Referring expression pointing data:
= = = = =

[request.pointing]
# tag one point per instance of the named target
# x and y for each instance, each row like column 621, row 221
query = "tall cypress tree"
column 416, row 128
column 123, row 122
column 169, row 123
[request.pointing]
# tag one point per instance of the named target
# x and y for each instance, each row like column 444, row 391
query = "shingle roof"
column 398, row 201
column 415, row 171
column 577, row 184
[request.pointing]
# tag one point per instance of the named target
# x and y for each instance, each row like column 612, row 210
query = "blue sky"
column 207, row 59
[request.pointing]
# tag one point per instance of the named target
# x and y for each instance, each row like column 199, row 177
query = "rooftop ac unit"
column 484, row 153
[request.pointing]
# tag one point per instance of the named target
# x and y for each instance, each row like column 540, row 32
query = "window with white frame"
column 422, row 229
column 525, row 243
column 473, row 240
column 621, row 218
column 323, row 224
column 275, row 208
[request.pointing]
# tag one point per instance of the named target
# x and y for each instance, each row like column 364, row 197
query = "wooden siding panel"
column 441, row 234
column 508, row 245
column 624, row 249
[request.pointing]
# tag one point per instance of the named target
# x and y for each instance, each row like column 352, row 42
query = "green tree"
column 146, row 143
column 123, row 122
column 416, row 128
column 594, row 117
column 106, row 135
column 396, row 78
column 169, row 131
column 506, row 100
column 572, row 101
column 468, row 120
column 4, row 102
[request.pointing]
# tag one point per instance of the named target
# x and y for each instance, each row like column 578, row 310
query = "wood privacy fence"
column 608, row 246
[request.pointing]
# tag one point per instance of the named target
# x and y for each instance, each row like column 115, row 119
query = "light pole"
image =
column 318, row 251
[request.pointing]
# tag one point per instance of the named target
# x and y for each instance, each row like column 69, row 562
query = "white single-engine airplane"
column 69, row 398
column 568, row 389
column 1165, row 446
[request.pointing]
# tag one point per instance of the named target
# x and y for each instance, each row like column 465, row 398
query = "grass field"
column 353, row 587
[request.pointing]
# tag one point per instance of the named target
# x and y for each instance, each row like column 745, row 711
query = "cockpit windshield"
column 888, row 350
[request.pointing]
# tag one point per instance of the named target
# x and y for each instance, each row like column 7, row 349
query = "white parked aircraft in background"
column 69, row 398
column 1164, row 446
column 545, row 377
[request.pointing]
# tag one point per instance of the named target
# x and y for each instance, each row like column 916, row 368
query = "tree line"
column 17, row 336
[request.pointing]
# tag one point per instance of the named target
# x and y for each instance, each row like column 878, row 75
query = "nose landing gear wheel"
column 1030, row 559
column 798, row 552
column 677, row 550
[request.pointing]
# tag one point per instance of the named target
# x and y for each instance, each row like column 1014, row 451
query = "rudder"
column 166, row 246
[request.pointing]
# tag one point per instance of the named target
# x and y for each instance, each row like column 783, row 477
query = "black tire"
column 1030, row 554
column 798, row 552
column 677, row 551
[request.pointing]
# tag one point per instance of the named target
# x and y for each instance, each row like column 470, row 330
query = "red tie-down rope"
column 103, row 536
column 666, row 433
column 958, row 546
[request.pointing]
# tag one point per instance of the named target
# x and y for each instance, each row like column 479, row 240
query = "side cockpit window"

= = = = =

Reproduce the data in full. Nothing in it may be altered.

*Worked solution*:
[request.pointing]
# tag one point per instance of the named target
# x and y for each instance, each row like column 621, row 221
query = "tall cypress tree"
column 416, row 128
column 123, row 122
column 169, row 123
[request.pointing]
# tag one point per instance of the named target
# x and y for each instance, each row like column 444, row 391
query = "shingle roof"
column 398, row 201
column 415, row 171
column 577, row 184
[request.pointing]
# tag one point per instance of the named target
# x and y for each instance, each row like column 612, row 210
query = "blue sky"
column 207, row 59
[request.pointing]
# tag one point per instance of the named target
# x and y for each instance, each row like column 199, row 177
query = "rooftop ac unit"
column 484, row 153
[request.pointing]
# tag one point per instance of the named target
# x and y for each instance, each row like column 540, row 32
query = "window with white frame"
column 422, row 229
column 525, row 243
column 473, row 240
column 621, row 218
column 323, row 224
column 275, row 208
[request.pointing]
# tag one point per instance of the named target
# x and y for each instance, each row like column 364, row 197
query = "wooden siding panel"
column 441, row 234
column 508, row 245
column 624, row 249
[request.pointing]
# tag one point per instance of the named target
# x and y for each instance, each row like column 352, row 42
query = "green tree"
column 146, row 143
column 123, row 122
column 416, row 128
column 594, row 117
column 106, row 135
column 396, row 78
column 169, row 131
column 506, row 100
column 572, row 101
column 468, row 120
column 4, row 102
[request.pointing]
# tag one point per instance of the named target
# x and y for each instance, each row like column 578, row 310
query = "wood privacy fence"
column 608, row 246
[request.pointing]
# tag one point per instance of the named target
# x and y for each instance, each row like column 115, row 119
query = "light pole"
image =
column 318, row 251
[request.pointing]
# tag one point per instance of the named target
# x and y for each instance, each row like column 69, row 562
query = "white single-engine airplane"
column 69, row 398
column 568, row 389
column 1165, row 446
[request.pointing]
# tag one point per instance of the named target
# x and y for each instance, each row like column 465, row 398
query = "grass field"
column 353, row 587
[request.pointing]
# tag one point per instance of the named target
# x and y for each instance, each row like column 745, row 711
query = "cockpit windshield"
column 888, row 350
[request.pointing]
# tag one point per instance of the named target
# x and y for each instance, each row like column 7, row 349
query = "white parked aircraft in background"
column 69, row 398
column 1164, row 446
column 545, row 377
[request.pointing]
# tag one point per instance of the named target
# x and y for each instance, each row like column 916, row 368
query = "tree line"
column 17, row 336
[request.pointing]
# tag one point per instance of the named target
# x and y for each instance, each row like column 878, row 75
query = "nose landing gear wheel"
column 1030, row 559
column 798, row 552
column 677, row 550
[request.pointing]
# tag one point per instance of the named target
# x and y for each instance, each row like column 1014, row 451
query = "rudder"
column 166, row 246
[request.pointing]
# tag one point per instance of the named target
# x and y for each instance, each row like column 783, row 477
query = "black tire"
column 1030, row 554
column 798, row 552
column 677, row 551
[request.pointing]
# tag one point per instance of the named target
# x and y for each instance, each row like column 470, row 330
query = "red tie-down rope"
column 103, row 536
column 666, row 433
column 958, row 546
[request.pointing]
# tag one point per instance of the named target
# x and y for each instance, each row like column 479, row 240
query = "side cockpit window"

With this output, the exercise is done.